··· Datensatzzeilen ···

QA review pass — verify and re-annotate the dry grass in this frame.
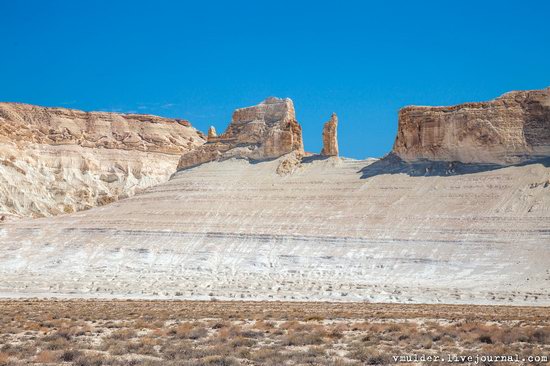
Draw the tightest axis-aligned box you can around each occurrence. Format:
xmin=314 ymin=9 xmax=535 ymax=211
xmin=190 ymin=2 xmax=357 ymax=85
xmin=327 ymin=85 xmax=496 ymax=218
xmin=0 ymin=300 xmax=550 ymax=366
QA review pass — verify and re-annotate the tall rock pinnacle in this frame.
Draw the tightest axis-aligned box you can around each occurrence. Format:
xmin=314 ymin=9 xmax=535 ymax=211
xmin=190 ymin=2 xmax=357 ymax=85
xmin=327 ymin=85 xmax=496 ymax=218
xmin=178 ymin=97 xmax=304 ymax=170
xmin=208 ymin=126 xmax=218 ymax=141
xmin=321 ymin=113 xmax=338 ymax=156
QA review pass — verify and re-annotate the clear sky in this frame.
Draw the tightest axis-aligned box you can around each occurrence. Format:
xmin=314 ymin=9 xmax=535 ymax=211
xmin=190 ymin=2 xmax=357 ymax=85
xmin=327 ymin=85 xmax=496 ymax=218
xmin=0 ymin=0 xmax=550 ymax=158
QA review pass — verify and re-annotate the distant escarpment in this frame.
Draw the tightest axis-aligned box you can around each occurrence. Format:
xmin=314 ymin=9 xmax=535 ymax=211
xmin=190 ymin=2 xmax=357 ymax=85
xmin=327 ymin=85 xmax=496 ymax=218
xmin=178 ymin=98 xmax=304 ymax=170
xmin=393 ymin=88 xmax=550 ymax=164
xmin=0 ymin=103 xmax=205 ymax=220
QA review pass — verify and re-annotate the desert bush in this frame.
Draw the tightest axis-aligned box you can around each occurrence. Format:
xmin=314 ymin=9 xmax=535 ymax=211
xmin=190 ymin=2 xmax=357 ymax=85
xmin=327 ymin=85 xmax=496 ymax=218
xmin=34 ymin=351 xmax=59 ymax=363
xmin=109 ymin=329 xmax=137 ymax=341
xmin=281 ymin=330 xmax=326 ymax=346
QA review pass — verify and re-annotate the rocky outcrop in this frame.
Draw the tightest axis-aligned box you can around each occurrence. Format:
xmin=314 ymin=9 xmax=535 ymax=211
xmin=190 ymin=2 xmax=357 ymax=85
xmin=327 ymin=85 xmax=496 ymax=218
xmin=178 ymin=98 xmax=303 ymax=170
xmin=393 ymin=88 xmax=550 ymax=164
xmin=321 ymin=113 xmax=338 ymax=156
xmin=208 ymin=126 xmax=218 ymax=141
xmin=0 ymin=103 xmax=205 ymax=218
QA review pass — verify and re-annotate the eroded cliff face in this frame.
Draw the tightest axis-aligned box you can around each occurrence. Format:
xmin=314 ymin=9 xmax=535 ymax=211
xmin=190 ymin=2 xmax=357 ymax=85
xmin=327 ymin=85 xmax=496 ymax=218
xmin=393 ymin=88 xmax=550 ymax=164
xmin=0 ymin=103 xmax=205 ymax=220
xmin=178 ymin=98 xmax=304 ymax=170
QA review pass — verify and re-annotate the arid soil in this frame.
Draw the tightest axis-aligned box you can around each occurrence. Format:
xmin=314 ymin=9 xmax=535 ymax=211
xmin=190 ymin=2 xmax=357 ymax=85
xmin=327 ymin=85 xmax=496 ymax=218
xmin=0 ymin=300 xmax=550 ymax=365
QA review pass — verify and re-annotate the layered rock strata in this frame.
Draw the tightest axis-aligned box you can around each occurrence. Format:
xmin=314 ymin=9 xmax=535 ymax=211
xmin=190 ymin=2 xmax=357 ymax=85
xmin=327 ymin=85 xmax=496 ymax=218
xmin=178 ymin=98 xmax=303 ymax=170
xmin=393 ymin=88 xmax=550 ymax=164
xmin=0 ymin=103 xmax=205 ymax=219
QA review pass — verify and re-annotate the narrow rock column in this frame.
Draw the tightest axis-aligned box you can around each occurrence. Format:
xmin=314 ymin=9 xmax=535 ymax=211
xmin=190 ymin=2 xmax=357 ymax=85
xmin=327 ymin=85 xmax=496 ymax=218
xmin=208 ymin=126 xmax=218 ymax=141
xmin=321 ymin=113 xmax=338 ymax=156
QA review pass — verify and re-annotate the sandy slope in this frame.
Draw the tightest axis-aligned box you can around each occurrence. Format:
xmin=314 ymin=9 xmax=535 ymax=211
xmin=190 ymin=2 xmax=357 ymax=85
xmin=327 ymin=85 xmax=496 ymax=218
xmin=0 ymin=158 xmax=550 ymax=305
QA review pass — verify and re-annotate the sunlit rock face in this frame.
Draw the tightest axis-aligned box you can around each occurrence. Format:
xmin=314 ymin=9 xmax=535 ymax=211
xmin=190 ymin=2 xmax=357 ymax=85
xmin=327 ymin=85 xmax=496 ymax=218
xmin=178 ymin=97 xmax=304 ymax=170
xmin=393 ymin=88 xmax=550 ymax=164
xmin=321 ymin=113 xmax=338 ymax=156
xmin=0 ymin=103 xmax=205 ymax=220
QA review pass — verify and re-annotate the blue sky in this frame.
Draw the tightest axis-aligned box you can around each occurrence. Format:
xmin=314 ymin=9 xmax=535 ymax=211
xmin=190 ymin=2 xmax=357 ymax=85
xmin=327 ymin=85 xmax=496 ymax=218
xmin=0 ymin=0 xmax=550 ymax=158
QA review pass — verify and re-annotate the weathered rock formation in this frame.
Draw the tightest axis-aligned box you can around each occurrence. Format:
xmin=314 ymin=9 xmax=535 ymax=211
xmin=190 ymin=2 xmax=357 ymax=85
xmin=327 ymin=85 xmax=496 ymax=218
xmin=178 ymin=98 xmax=303 ymax=169
xmin=0 ymin=154 xmax=550 ymax=306
xmin=393 ymin=88 xmax=550 ymax=164
xmin=0 ymin=103 xmax=205 ymax=218
xmin=208 ymin=126 xmax=218 ymax=141
xmin=321 ymin=113 xmax=338 ymax=156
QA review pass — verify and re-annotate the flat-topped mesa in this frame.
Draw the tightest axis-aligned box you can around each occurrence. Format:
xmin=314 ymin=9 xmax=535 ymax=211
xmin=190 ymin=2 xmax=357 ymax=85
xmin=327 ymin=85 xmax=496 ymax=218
xmin=321 ymin=113 xmax=338 ymax=156
xmin=178 ymin=97 xmax=304 ymax=170
xmin=0 ymin=103 xmax=205 ymax=219
xmin=393 ymin=88 xmax=550 ymax=164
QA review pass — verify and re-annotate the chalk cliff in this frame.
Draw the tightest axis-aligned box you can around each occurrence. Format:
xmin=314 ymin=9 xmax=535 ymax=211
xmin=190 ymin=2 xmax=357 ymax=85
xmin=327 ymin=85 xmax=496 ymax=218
xmin=0 ymin=103 xmax=205 ymax=220
xmin=178 ymin=97 xmax=304 ymax=170
xmin=393 ymin=88 xmax=550 ymax=164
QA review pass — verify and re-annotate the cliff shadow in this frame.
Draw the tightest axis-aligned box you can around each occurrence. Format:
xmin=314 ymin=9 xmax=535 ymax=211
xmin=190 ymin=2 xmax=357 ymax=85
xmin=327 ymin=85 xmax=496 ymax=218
xmin=359 ymin=153 xmax=550 ymax=179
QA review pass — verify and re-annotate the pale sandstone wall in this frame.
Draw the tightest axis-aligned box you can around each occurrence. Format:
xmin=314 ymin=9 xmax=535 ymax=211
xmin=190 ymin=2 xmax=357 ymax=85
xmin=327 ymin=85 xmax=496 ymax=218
xmin=178 ymin=98 xmax=304 ymax=170
xmin=393 ymin=88 xmax=550 ymax=164
xmin=0 ymin=103 xmax=204 ymax=220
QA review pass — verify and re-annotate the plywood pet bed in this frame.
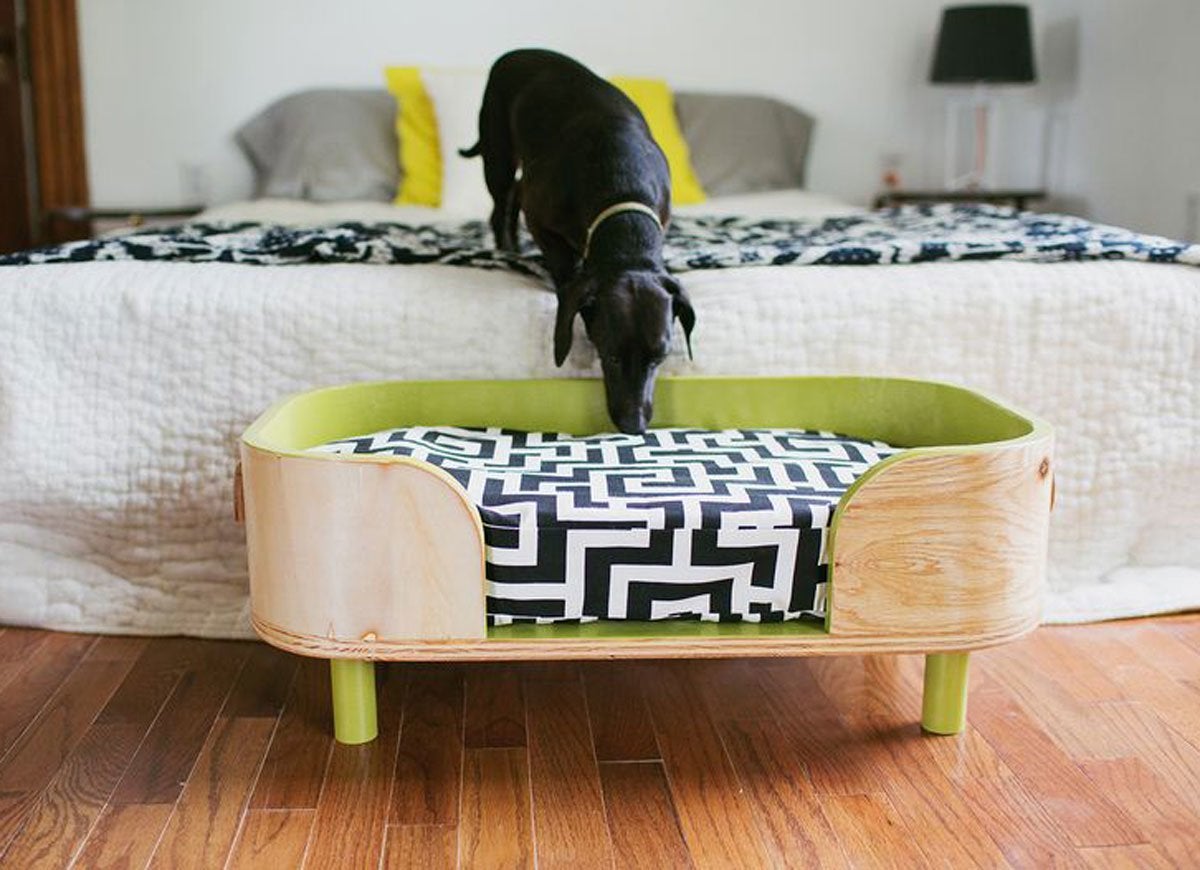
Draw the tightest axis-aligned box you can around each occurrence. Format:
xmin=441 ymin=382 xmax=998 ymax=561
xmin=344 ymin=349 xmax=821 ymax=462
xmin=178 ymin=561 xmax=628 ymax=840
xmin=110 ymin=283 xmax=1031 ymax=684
xmin=236 ymin=378 xmax=1052 ymax=743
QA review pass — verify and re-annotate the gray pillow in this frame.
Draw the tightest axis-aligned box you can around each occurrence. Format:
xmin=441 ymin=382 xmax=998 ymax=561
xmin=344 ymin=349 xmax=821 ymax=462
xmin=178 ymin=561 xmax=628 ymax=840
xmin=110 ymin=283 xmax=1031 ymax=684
xmin=235 ymin=89 xmax=400 ymax=202
xmin=676 ymin=91 xmax=815 ymax=197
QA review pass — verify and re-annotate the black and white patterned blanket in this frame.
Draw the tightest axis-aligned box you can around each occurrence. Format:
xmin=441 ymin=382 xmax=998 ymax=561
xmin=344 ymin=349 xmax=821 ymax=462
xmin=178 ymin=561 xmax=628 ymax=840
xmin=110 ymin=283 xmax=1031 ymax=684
xmin=0 ymin=205 xmax=1200 ymax=277
xmin=312 ymin=426 xmax=896 ymax=624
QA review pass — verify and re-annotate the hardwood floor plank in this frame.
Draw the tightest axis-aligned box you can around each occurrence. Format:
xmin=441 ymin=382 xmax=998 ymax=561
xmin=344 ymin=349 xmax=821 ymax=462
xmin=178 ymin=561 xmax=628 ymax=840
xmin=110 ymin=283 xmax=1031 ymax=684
xmin=383 ymin=824 xmax=458 ymax=870
xmin=96 ymin=637 xmax=208 ymax=728
xmin=305 ymin=664 xmax=406 ymax=870
xmin=1079 ymin=844 xmax=1180 ymax=870
xmin=600 ymin=761 xmax=692 ymax=870
xmin=221 ymin=643 xmax=300 ymax=719
xmin=0 ymin=660 xmax=132 ymax=852
xmin=0 ymin=614 xmax=1200 ymax=870
xmin=0 ymin=632 xmax=96 ymax=762
xmin=0 ymin=661 xmax=131 ymax=792
xmin=0 ymin=628 xmax=50 ymax=698
xmin=1 ymin=638 xmax=194 ymax=866
xmin=228 ymin=810 xmax=316 ymax=870
xmin=463 ymin=662 xmax=526 ymax=749
xmin=524 ymin=679 xmax=612 ymax=868
xmin=806 ymin=655 xmax=1007 ymax=791
xmin=643 ymin=664 xmax=770 ymax=868
xmin=88 ymin=636 xmax=152 ymax=664
xmin=113 ymin=641 xmax=250 ymax=804
xmin=758 ymin=660 xmax=884 ymax=794
xmin=583 ymin=661 xmax=660 ymax=761
xmin=956 ymin=776 xmax=1084 ymax=868
xmin=389 ymin=665 xmax=463 ymax=824
xmin=72 ymin=804 xmax=172 ymax=870
xmin=721 ymin=720 xmax=848 ymax=868
xmin=0 ymin=722 xmax=145 ymax=868
xmin=821 ymin=794 xmax=931 ymax=870
xmin=1080 ymin=757 xmax=1200 ymax=866
xmin=1128 ymin=620 xmax=1200 ymax=683
xmin=250 ymin=659 xmax=334 ymax=809
xmin=150 ymin=718 xmax=275 ymax=869
xmin=871 ymin=726 xmax=1007 ymax=868
xmin=971 ymin=685 xmax=1144 ymax=846
xmin=458 ymin=748 xmax=534 ymax=868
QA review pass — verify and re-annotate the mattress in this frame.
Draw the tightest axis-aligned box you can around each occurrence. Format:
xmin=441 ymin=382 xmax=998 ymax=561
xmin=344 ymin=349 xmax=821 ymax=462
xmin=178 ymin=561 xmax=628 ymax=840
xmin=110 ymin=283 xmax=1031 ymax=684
xmin=0 ymin=191 xmax=1200 ymax=637
xmin=312 ymin=426 xmax=898 ymax=625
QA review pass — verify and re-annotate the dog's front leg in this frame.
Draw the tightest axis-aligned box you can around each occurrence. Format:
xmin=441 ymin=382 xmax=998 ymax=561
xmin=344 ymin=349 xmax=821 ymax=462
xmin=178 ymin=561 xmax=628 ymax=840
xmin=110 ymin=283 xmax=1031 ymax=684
xmin=526 ymin=214 xmax=580 ymax=289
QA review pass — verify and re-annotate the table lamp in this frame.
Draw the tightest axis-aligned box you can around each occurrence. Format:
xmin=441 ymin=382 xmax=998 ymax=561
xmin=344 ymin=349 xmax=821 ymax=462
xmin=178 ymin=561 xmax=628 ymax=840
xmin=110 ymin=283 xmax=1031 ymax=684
xmin=929 ymin=4 xmax=1036 ymax=190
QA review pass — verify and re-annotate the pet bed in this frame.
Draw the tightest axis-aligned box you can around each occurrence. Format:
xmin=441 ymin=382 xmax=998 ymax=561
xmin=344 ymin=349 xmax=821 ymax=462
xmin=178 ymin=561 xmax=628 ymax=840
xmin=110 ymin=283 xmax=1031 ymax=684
xmin=236 ymin=378 xmax=1052 ymax=743
xmin=313 ymin=426 xmax=895 ymax=625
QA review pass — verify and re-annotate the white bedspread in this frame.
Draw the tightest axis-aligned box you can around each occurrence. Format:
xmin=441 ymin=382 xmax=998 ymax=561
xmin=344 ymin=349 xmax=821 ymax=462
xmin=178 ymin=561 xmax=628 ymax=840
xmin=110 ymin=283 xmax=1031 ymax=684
xmin=0 ymin=193 xmax=1200 ymax=637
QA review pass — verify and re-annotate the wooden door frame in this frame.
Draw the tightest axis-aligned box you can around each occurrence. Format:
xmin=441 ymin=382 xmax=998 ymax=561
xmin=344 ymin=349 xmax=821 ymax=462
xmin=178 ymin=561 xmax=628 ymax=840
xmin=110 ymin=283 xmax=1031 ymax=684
xmin=24 ymin=0 xmax=90 ymax=242
xmin=0 ymin=0 xmax=36 ymax=253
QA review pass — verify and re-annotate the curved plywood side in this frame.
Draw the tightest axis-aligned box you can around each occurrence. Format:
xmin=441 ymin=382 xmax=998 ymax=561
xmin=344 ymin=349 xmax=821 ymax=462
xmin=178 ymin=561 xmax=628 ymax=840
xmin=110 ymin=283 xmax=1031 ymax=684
xmin=241 ymin=444 xmax=486 ymax=658
xmin=828 ymin=431 xmax=1054 ymax=649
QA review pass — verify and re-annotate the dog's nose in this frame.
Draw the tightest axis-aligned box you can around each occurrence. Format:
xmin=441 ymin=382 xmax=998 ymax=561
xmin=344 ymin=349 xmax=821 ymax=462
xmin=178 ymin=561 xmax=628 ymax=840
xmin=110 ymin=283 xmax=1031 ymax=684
xmin=613 ymin=408 xmax=649 ymax=434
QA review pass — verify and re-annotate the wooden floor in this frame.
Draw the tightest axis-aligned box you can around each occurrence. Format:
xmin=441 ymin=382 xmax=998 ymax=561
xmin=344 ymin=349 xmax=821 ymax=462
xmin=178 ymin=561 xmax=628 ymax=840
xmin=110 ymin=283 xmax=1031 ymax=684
xmin=0 ymin=614 xmax=1200 ymax=870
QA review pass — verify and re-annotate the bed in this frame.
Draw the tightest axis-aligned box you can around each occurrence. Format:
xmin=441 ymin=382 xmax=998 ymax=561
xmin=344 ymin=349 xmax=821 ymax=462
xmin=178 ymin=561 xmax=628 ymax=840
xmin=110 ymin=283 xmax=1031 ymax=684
xmin=0 ymin=84 xmax=1200 ymax=637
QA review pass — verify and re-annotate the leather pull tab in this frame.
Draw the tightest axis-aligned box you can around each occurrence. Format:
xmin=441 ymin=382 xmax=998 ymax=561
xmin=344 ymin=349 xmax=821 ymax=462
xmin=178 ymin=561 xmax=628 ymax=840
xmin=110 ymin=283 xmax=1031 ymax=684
xmin=233 ymin=462 xmax=246 ymax=524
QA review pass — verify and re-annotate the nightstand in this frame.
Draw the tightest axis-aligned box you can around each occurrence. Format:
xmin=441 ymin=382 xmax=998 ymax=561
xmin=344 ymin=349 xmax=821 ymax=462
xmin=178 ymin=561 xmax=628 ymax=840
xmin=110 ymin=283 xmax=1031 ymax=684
xmin=42 ymin=205 xmax=205 ymax=239
xmin=875 ymin=190 xmax=1046 ymax=211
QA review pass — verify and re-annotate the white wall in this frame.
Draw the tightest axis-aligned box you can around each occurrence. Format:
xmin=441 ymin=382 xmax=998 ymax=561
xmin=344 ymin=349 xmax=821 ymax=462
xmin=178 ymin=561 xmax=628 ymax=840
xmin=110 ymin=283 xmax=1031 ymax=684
xmin=79 ymin=0 xmax=1200 ymax=234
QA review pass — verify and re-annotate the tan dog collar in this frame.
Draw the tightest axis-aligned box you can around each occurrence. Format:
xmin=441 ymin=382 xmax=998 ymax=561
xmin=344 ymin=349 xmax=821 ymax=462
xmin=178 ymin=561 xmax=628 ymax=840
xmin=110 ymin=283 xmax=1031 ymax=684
xmin=583 ymin=202 xmax=665 ymax=259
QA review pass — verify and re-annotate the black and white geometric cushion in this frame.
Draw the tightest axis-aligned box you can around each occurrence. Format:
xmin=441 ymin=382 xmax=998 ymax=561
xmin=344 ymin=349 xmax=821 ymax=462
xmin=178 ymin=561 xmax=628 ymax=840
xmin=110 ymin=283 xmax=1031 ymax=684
xmin=312 ymin=426 xmax=898 ymax=625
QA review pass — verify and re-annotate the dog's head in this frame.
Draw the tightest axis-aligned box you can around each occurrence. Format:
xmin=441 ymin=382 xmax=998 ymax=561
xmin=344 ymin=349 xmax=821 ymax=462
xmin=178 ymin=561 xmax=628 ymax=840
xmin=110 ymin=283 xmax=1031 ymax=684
xmin=554 ymin=271 xmax=696 ymax=433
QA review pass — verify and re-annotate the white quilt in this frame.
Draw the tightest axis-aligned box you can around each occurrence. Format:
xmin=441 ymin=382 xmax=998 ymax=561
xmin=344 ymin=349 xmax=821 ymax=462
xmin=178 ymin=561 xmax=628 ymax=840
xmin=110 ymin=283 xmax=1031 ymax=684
xmin=0 ymin=193 xmax=1200 ymax=637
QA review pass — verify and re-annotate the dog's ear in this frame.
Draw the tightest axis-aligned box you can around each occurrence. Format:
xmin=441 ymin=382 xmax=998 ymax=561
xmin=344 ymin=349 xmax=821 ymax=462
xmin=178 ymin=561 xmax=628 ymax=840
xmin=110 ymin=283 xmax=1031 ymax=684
xmin=662 ymin=276 xmax=696 ymax=360
xmin=554 ymin=277 xmax=594 ymax=366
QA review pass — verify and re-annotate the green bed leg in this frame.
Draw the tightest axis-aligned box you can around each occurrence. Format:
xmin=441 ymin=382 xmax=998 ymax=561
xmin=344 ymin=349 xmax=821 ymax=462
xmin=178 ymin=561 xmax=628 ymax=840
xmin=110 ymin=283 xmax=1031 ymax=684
xmin=329 ymin=659 xmax=379 ymax=743
xmin=920 ymin=653 xmax=968 ymax=734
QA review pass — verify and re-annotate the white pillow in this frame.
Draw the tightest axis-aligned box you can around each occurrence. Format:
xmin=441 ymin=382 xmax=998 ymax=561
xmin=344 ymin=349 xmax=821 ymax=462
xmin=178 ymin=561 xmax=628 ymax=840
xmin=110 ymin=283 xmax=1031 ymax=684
xmin=421 ymin=70 xmax=492 ymax=218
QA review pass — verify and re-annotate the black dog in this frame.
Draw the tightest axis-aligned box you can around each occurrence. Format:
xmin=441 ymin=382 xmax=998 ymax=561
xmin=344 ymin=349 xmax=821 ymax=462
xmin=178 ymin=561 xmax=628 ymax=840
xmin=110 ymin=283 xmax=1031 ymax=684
xmin=460 ymin=49 xmax=696 ymax=432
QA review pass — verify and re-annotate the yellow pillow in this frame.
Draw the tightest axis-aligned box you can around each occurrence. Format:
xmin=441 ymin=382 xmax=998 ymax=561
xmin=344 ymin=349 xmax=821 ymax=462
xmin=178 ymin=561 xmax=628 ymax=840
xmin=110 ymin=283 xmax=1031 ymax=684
xmin=384 ymin=66 xmax=442 ymax=208
xmin=608 ymin=76 xmax=707 ymax=205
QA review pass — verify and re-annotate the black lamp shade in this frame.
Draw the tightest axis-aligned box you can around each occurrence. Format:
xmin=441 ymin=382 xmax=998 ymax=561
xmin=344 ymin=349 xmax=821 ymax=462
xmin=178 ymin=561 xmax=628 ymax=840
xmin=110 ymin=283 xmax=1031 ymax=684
xmin=929 ymin=4 xmax=1034 ymax=84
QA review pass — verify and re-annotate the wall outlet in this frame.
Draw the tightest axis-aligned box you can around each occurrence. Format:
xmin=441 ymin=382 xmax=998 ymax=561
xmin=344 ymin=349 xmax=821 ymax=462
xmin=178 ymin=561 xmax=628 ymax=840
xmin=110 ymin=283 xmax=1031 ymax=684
xmin=179 ymin=161 xmax=212 ymax=205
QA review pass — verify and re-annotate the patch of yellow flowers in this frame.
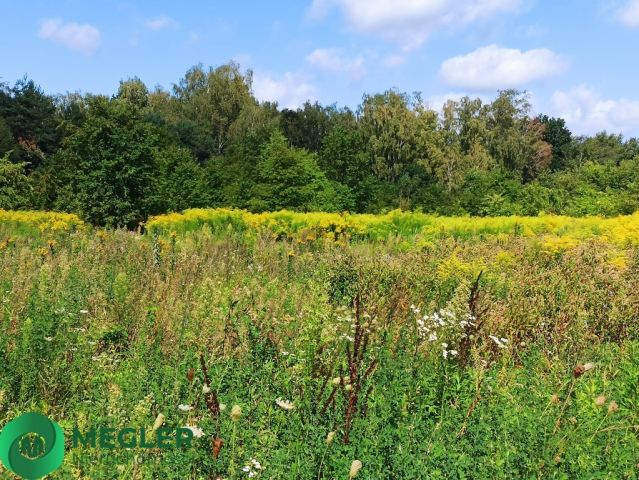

···

Aufgabe: Gib aus der Auflistung die Zeilen von der Zeile mit „QA review pass — verify and re-annotate the white pillow“ bis einschließlich der Zeile mit „xmin=608 ymin=76 xmax=707 ymax=205“ wortgetreu wieder.

Antwort zur Aufgabe:
QA review pass — verify and re-annotate the white pillow in this frame.
Draw the tightest axis-aligned box you can around each occurrence. Format:
xmin=441 ymin=382 xmax=998 ymax=561
xmin=344 ymin=349 xmax=821 ymax=462
xmin=178 ymin=561 xmax=628 ymax=840
xmin=110 ymin=283 xmax=1031 ymax=684
xmin=421 ymin=70 xmax=492 ymax=218
QA review pass — verify and re-annotate the black dog in this frame.
Draw the tightest axis-aligned box you can around each occurrence. Format:
xmin=441 ymin=382 xmax=998 ymax=561
xmin=344 ymin=349 xmax=821 ymax=462
xmin=178 ymin=561 xmax=628 ymax=840
xmin=110 ymin=283 xmax=1031 ymax=684
xmin=460 ymin=49 xmax=696 ymax=432
QA review pass — verify and re-annotate the yellow pillow in this frame.
Draw the tightest axis-aligned box you can around each occurrence. Format:
xmin=441 ymin=382 xmax=998 ymax=561
xmin=344 ymin=349 xmax=821 ymax=462
xmin=178 ymin=561 xmax=628 ymax=840
xmin=110 ymin=283 xmax=1031 ymax=684
xmin=384 ymin=66 xmax=442 ymax=208
xmin=608 ymin=76 xmax=707 ymax=205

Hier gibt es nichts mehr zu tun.